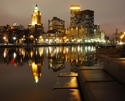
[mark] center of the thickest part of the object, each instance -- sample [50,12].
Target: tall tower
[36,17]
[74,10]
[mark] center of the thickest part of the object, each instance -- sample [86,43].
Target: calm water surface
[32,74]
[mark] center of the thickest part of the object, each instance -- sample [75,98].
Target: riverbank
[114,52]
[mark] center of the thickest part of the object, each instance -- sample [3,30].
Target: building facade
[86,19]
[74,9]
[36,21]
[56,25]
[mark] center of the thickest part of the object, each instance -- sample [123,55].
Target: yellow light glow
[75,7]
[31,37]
★ ★ ★
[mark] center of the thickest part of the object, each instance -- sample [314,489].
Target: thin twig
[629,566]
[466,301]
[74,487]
★ ★ ★
» **Written task**
Which lines in the entries contain the string "thickest"? Return each of those lines in full.

» **Expected output**
[mark] center of the thickest part of the object, each instance -- sample [50,12].
[mark] center of the thickest part of the object, each instance -- sample [86,43].
[mark] center of the thickest part of the object, each instance -- sample [75,98].
[mark] center of the thickest part of the object, each instance -- sample [3,30].
[mark] center of the thickest part of the object, each instance -- sample [123,55].
[mark] center of the thickest part of the object, each instance -- sample [314,489].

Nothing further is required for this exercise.